(Dataset rows)
--------------------------------

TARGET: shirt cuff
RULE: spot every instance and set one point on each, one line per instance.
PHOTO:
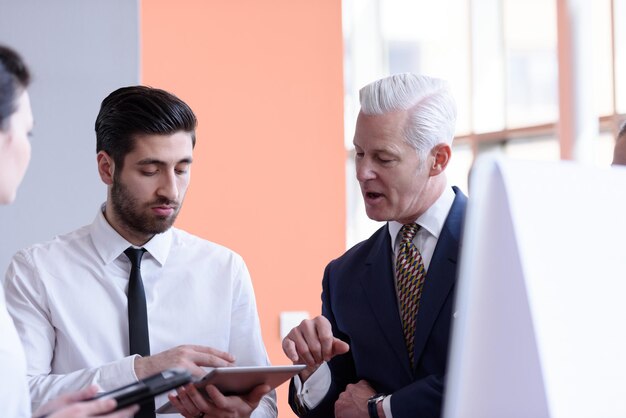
(311, 393)
(387, 406)
(117, 373)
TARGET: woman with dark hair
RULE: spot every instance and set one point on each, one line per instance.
(16, 123)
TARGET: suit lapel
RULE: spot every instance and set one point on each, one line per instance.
(441, 274)
(379, 286)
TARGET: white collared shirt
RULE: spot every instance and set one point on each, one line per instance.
(68, 300)
(14, 397)
(431, 222)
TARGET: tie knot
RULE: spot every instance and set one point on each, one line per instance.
(408, 231)
(134, 255)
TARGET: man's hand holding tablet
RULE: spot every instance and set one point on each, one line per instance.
(228, 390)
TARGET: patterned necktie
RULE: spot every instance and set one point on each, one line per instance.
(410, 280)
(138, 337)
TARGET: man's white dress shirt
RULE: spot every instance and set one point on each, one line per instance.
(431, 222)
(14, 398)
(68, 300)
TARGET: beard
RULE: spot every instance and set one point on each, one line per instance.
(136, 216)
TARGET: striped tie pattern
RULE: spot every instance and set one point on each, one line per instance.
(410, 281)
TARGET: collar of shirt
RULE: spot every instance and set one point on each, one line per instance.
(109, 244)
(430, 222)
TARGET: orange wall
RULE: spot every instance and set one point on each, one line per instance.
(265, 80)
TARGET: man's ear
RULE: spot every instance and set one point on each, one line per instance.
(106, 167)
(441, 156)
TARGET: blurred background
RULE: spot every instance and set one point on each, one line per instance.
(275, 86)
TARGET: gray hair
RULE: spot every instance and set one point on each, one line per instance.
(432, 110)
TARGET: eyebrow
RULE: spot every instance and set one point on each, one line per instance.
(154, 161)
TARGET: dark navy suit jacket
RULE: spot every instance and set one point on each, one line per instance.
(359, 299)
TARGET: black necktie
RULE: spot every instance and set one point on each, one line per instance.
(138, 337)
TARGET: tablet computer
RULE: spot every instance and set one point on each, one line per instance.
(241, 380)
(147, 388)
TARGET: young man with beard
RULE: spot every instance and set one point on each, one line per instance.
(129, 295)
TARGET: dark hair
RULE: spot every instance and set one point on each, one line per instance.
(139, 110)
(14, 79)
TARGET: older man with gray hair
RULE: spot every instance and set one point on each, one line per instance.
(380, 347)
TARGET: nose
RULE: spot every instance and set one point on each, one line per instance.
(364, 170)
(168, 188)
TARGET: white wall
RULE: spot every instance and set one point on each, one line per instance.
(78, 52)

--------------------------------

• **Given exercise**
Render all of the lines above as a numbered list, omitting any blank lines and leaving out the pictures.

• **The result**
1. TARGET: shirt cuff
2. RULE: spot every instance and set one point on each, one line per instance.
3. PHOTO:
4. (311, 393)
5. (387, 406)
6. (117, 373)
7. TARGET: woman with dark hair
8. RULE: spot every instance and set one point on each, one line per instance.
9. (16, 123)
10. TARGET: suit lapel
11. RULE: spot every instance and set one point on each, one line per instance.
12. (441, 274)
13. (379, 286)
14. TARGET: white collared shirt
15. RULE: spot every instance and set one point on each, one line per instance.
16. (68, 300)
17. (14, 397)
18. (431, 222)
19. TARGET: tie knot
20. RULE: spot every instance and set one point on each, one line per instance.
21. (408, 231)
22. (134, 255)
23. TARGET: man's hand holding tablet
24. RULE: spot every instance and set one point on each, one line per instance.
25. (228, 390)
26. TARGET: patterned necktie
27. RULE: spot every instance and set one point on each, one line per instance.
28. (410, 280)
29. (138, 337)
30. TARGET: man's white dress shirt
31. RULE: spot every instance and set one point on each, one line per instance.
32. (431, 222)
33. (14, 398)
34. (68, 300)
35. TARGET: beard
36. RULE: spot every instance and set one point on each, one line per instance.
37. (136, 216)
38. TARGET: striped tie pattern
39. RULE: spot every instance and set one point on each, one line per instance.
40. (410, 281)
41. TARGET: collar of shirt
42. RULE: spot every instance and set one point on each, one line per instance.
43. (109, 244)
44. (430, 222)
45. TARGET: orange wall
46. RULE: spot every instance and set one point on each, one line per instance.
47. (265, 80)
48. TARGET: man's ear
49. RULE: spot every instance and set one point on each, one line per instance.
50. (106, 167)
51. (441, 156)
52. TARGET: blurred background
53. RULE: spot every instance and set one point on each, one line per instance.
54. (275, 86)
55. TARGET: gray hair
56. RULE: spot every instance and set one point on each, one line per instance.
57. (432, 110)
58. TARGET: eyebrow
59. RULE: spot every instance and set one point on each, one line per instance.
60. (154, 161)
61. TARGET: dark navy suit jacket
62. RULE: spot every instance and set one point on each, one line per instance.
63. (359, 299)
64. TARGET: black necktie
65. RULE: spot every instance and set one point on each, one line per instance.
66. (138, 337)
67. TARGET: tablet computer
68. RULE: spot every instance and set one point on each, one line per instance.
69. (241, 380)
70. (147, 388)
71. TARGET: young man with beard
72. RULE: spot every instance and set one point on each, one line per instance.
73. (129, 295)
74. TARGET: dark hair
75. RULE: spot every instance and set one point on each, one line per instance.
76. (139, 110)
77. (14, 79)
78. TARGET: older man with gray hair
79. RULE: spot every instance and set one point on each, one line per instance.
80. (380, 347)
81. TARGET: nose
82. RULE: spot every instance and set one point on each, one line per instance.
83. (364, 170)
84. (168, 188)
85. TARGET: white wall
86. RULE: spot every instance and set one point on each, one line per instance.
87. (78, 52)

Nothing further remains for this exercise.